Yapılacak iş -> Aşağıdaki yaratılışçılık sempozyumu hakkındaki metni hiçbir değişiklik yapmadan baştan sona tekrar yazın.

Verilen metin ->
◇ ◇ ◇ ◇ ◇ ◇ ◇

Bir kişinin inanç sahibi olması bilim yapmasına engel değildir, ancak o kişi
bilimsel süreçlere dayanarak bilim yapmak zorundadır.. Yaratılış görüşü
bilimsel bir zemine dayanmamakta, bir inanç sistemini temsilen karşımıza
çıkmaktadır.
Devamla diyorlar ki:
Bu
sempozyumun bir üniversite çatısı altında yapılmak istenmesindeki amaç, topluma
işlenmeye çalışılan evrim karşıtlığının üniversiteden ve bilim dünyasından
destek görüyormuş algısının yaratılmasıdır. Oysa uluslararası bilim dünyasında
bugün evrim kuramının aksini kanıtlayan bir tek çalışma dahi olmadığı gibi,
genom çalışmaları kapsamında yapılmakta olan araştırmalar
sürekli evrim kuramını desteklemektedir.
M.Ü. Rektörü Prof. Dr. Zafer Gül’ün, bu sempozyumu “bilimsel faaliyet” ve yaratılışçılığı
da bilimsel görüş olarak kabul ettiği anlaşılıyor.
Yani, daha ne desek acaba? Dilimizin ucuna
gelenleri tutalım en iyisi ve öğrencileri de bu toplantıyı boykota çağıralım…
Gelecek Cuma yeniden birlikte olmak dileğiyle..

◇ ◇ ◇ ◇ ◇ ◇ ◇

Çıkarılan bilgiler ->
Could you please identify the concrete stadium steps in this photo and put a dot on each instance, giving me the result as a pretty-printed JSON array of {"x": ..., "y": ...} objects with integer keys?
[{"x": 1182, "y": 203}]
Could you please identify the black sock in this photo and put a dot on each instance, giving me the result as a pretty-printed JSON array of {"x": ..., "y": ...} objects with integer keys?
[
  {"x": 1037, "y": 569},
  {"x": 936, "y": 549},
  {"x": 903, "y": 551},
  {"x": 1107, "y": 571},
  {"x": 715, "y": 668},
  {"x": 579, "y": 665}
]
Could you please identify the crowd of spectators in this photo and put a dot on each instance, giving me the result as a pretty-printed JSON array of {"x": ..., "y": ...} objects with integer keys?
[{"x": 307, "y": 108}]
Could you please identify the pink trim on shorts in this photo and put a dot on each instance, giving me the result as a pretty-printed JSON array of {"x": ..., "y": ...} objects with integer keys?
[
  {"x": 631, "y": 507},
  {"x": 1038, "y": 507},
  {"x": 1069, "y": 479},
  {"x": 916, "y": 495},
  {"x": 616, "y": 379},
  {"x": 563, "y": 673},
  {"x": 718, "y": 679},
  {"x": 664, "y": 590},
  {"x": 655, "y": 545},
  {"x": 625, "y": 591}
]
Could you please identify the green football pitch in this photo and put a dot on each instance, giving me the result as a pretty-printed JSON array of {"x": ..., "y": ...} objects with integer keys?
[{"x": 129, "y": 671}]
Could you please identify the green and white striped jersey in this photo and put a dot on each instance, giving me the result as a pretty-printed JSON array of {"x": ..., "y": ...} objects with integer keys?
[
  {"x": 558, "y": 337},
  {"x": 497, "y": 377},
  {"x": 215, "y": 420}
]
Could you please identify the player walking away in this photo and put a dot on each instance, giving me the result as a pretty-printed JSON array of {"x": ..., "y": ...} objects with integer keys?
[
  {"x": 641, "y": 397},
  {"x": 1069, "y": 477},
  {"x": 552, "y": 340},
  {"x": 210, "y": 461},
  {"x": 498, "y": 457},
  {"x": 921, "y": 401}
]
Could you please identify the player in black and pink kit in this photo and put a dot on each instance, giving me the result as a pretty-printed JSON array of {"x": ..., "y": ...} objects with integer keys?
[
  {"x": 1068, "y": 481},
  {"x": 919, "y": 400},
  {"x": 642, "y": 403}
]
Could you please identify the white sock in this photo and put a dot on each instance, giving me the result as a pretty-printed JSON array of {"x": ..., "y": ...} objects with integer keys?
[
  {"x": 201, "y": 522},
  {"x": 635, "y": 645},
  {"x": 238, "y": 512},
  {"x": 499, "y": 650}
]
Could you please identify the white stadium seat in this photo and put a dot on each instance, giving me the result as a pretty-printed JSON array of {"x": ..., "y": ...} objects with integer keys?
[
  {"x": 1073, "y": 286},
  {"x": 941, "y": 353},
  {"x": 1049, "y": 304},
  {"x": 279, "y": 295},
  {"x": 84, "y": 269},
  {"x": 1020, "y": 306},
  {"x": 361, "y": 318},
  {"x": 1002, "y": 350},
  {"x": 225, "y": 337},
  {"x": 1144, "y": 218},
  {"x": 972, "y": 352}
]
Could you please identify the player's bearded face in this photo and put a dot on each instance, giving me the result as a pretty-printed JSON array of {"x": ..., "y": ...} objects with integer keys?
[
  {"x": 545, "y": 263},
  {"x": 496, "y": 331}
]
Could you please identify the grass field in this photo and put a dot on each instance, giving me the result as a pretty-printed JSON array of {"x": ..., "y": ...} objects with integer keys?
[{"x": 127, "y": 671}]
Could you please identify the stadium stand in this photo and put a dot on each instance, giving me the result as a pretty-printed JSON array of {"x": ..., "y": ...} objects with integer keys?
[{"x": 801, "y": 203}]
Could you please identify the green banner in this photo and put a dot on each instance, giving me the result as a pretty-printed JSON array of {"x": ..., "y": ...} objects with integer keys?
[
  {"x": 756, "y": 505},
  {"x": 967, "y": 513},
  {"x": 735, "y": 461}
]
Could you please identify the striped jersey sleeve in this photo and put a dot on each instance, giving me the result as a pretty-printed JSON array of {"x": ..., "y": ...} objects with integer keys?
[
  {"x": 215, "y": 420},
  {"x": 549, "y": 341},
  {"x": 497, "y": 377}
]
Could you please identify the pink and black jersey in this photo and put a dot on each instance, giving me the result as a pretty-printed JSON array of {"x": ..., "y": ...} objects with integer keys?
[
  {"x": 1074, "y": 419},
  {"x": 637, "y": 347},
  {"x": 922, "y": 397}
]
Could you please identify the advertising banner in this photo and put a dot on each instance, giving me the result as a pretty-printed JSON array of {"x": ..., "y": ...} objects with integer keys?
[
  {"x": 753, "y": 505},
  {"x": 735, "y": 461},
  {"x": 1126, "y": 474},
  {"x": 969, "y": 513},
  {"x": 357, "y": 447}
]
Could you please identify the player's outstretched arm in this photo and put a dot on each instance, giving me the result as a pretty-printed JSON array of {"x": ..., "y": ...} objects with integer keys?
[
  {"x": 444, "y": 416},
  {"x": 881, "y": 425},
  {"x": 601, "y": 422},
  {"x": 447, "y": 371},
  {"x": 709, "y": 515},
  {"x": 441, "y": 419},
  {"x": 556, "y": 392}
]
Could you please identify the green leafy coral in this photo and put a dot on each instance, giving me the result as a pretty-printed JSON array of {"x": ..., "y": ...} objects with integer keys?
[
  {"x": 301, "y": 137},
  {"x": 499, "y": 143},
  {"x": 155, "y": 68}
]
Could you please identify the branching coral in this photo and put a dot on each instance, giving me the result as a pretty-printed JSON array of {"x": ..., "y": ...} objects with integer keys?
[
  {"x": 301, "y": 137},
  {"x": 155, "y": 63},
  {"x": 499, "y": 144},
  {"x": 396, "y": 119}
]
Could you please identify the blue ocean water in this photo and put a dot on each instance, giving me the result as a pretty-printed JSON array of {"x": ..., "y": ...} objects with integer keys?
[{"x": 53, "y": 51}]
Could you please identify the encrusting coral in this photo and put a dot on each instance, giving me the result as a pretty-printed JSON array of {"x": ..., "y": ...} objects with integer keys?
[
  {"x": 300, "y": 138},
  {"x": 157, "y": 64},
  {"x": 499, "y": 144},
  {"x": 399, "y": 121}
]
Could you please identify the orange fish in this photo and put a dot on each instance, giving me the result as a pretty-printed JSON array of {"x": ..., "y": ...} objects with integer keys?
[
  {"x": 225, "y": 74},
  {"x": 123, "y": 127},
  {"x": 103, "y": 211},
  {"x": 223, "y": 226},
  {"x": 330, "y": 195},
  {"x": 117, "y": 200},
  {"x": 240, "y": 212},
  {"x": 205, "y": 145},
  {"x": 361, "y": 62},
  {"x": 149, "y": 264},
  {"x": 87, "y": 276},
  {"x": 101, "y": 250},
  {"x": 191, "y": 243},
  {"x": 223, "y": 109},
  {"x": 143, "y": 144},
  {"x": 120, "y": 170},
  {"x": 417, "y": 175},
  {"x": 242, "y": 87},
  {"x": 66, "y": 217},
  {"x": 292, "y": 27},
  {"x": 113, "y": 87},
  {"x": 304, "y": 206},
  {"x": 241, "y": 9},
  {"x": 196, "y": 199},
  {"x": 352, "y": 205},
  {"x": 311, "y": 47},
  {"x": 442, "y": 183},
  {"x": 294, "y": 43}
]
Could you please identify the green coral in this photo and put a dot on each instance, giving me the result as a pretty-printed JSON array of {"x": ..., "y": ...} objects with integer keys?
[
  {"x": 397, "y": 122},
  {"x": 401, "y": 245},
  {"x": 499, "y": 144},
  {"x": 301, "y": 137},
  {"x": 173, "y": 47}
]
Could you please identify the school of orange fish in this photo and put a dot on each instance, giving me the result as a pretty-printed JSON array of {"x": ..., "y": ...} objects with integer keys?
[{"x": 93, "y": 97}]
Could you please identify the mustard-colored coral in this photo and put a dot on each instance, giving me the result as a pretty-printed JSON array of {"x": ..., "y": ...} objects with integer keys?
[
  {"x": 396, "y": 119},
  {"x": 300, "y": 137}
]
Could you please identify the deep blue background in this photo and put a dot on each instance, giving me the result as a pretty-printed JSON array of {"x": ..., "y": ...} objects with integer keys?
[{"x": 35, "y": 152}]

◇ ◇ ◇ ◇ ◇ ◇ ◇

Çözüm ->
Bir kişinin inanç sahibi olması bilim yapmasına engel değildir, ancak o kişi
bilimsel süreçlere dayanarak bilim yapmak zorundadır.. Yaratılış görüşü
bilimsel bir zemine dayanmamakta, bir inanç sistemini temsilen karşımıza
çıkmaktadır.
Devamla diyorlar ki:
Bu
sempozyumun bir üniversite çatısı altında yapılmak istenmesindeki amaç, topluma
işlenmeye çalışılan evrim karşıtlığının üniversiteden ve bilim dünyasından
destek görüyormuş algısının yaratılmasıdır. Oysa uluslararası bilim dünyasında
bugün evrim kuramının aksini kanıtlayan bir tek çalışma dahi olmadığı gibi,
genom çalışmaları kapsamında yapılmakta olan araştırmalar
sürekli evrim kuramını desteklemektedir.
M.Ü. Rektörü Prof. Dr. Zafer Gül’ün, bu sempozyumu “bilimsel faaliyet” ve yaratılışçılığı
da bilimsel görüş olarak kabul ettiği anlaşılıyor.
Yani, daha ne desek acaba? Dilimizin ucuna
gelenleri tutalım en iyisi ve öğrencileri de bu toplantıyı boykota çağıralım…
Gelecek Cuma yeniden birlikte olmak dileğiyle..